▸ **Listed entries**
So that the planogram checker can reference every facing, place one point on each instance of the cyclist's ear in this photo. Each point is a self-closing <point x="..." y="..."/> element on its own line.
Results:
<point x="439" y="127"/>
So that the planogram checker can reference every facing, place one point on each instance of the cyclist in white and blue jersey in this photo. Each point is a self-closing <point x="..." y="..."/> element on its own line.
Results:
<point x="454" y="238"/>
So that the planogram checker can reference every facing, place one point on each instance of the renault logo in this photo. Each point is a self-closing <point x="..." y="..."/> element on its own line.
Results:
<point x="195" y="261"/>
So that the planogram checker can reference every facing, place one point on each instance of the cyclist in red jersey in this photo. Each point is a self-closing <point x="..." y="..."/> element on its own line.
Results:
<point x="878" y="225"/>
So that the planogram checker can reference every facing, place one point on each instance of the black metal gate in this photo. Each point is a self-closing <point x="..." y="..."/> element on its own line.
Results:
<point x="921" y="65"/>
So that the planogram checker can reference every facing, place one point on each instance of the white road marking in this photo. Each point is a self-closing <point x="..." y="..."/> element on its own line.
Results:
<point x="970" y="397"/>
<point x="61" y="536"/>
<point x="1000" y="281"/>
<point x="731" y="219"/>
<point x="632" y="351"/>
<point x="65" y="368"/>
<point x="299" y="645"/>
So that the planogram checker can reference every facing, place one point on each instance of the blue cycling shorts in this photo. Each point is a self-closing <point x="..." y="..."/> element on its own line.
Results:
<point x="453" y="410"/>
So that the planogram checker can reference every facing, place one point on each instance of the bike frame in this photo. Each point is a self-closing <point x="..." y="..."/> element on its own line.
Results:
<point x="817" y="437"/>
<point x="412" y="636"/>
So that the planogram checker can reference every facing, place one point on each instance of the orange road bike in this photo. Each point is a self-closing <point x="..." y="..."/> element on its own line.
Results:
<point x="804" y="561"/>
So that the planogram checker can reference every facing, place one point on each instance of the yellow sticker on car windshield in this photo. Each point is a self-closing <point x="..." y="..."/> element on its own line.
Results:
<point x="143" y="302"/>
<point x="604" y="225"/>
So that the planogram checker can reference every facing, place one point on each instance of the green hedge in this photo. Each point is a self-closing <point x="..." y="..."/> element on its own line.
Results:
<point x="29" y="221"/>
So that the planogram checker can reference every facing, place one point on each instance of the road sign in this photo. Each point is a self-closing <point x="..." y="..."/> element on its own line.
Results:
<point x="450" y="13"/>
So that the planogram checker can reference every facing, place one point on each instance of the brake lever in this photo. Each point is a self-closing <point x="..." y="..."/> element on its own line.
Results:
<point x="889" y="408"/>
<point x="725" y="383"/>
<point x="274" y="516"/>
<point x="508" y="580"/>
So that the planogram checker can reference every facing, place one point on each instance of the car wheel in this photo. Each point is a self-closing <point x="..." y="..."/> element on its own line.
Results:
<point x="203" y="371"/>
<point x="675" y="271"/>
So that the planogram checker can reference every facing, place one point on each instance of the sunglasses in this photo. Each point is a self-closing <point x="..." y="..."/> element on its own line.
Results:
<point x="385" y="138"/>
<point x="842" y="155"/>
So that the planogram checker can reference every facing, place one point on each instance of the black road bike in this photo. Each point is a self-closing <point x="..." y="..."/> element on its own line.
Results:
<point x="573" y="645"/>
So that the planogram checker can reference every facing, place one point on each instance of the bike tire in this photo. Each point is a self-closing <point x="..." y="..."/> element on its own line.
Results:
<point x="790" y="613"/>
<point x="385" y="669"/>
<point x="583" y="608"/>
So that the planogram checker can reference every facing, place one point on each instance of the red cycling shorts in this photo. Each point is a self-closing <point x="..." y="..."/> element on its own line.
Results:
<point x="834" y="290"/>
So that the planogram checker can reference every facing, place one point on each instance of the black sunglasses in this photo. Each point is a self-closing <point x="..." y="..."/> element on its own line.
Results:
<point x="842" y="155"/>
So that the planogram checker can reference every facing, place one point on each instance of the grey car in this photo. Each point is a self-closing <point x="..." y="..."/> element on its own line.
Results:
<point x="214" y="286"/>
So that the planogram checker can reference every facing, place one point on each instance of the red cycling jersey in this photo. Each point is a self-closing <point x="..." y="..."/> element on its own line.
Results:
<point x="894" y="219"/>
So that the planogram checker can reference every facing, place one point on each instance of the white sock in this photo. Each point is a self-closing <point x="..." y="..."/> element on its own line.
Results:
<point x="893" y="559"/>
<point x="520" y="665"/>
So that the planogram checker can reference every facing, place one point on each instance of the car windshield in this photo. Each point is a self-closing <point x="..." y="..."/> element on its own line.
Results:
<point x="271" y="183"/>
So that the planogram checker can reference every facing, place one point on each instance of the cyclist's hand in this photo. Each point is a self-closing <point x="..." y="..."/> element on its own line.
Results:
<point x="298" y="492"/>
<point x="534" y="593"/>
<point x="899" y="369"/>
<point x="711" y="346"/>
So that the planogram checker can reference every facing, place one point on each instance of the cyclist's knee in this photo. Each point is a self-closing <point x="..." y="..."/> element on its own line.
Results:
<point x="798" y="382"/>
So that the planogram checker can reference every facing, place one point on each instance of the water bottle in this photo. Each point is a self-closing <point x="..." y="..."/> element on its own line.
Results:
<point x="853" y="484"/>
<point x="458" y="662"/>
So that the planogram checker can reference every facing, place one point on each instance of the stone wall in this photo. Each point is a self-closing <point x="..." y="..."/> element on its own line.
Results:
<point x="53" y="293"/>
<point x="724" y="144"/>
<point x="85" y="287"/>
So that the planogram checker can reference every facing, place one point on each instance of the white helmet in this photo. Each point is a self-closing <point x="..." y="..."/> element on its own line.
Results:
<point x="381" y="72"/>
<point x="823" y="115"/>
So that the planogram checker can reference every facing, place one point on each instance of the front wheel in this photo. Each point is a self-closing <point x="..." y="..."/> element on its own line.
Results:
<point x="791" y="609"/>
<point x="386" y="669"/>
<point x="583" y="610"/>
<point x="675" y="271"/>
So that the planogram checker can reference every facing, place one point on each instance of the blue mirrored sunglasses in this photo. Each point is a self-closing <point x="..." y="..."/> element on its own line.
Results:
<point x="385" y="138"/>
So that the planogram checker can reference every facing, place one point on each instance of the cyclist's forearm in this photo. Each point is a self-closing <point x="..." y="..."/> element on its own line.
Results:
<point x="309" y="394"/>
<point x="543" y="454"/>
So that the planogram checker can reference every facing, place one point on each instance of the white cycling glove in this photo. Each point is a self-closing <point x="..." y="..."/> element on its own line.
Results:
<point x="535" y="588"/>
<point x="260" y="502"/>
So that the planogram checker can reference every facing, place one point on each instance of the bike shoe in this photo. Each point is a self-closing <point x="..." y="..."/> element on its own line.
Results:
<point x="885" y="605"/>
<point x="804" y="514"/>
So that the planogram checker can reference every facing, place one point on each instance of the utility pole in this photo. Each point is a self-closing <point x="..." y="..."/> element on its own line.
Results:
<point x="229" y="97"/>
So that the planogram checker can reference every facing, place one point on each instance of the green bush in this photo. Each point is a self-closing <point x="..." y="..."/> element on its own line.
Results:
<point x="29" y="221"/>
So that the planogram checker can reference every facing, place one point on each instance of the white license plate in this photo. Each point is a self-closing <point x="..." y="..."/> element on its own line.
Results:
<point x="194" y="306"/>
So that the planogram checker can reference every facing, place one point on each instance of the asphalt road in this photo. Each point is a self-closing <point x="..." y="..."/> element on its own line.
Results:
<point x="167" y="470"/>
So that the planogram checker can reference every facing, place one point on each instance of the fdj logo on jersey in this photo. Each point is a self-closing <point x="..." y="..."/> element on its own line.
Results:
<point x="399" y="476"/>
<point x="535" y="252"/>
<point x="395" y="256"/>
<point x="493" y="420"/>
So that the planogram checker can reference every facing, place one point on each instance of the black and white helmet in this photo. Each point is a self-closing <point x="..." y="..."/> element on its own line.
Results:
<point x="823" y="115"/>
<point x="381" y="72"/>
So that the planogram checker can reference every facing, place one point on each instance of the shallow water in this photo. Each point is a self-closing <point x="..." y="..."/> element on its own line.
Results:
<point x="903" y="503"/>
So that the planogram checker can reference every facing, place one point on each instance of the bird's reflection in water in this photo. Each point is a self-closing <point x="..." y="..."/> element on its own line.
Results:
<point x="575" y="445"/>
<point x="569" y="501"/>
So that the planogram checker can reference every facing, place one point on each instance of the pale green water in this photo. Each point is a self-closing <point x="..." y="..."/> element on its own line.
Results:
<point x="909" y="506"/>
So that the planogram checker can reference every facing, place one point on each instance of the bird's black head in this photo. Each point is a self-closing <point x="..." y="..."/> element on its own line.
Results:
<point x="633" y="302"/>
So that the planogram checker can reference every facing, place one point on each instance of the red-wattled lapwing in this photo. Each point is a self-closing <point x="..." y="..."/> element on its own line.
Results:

▸ **Written problem**
Quote verbatim the line containing "of the pale" and every line after it through the end of the records above.

▸ **Task output**
So that the planogram checker can reference every facing, place one point on each instance of the pale green water in this photo. Each point is a self-closing <point x="..." y="..."/> element on its own line.
Results:
<point x="909" y="506"/>
So that the planogram checker can reference every facing, place one point on each instance of the bird's black head in this photo. Each point is a self-closing <point x="..." y="..."/> element on its own line.
Results:
<point x="633" y="302"/>
So that the planogram checker can reference every facing, place one point on each instance of the red-wattled lapwing in this photo. Each point is a self-closing <point x="..." y="..."/> element on its own line.
Results:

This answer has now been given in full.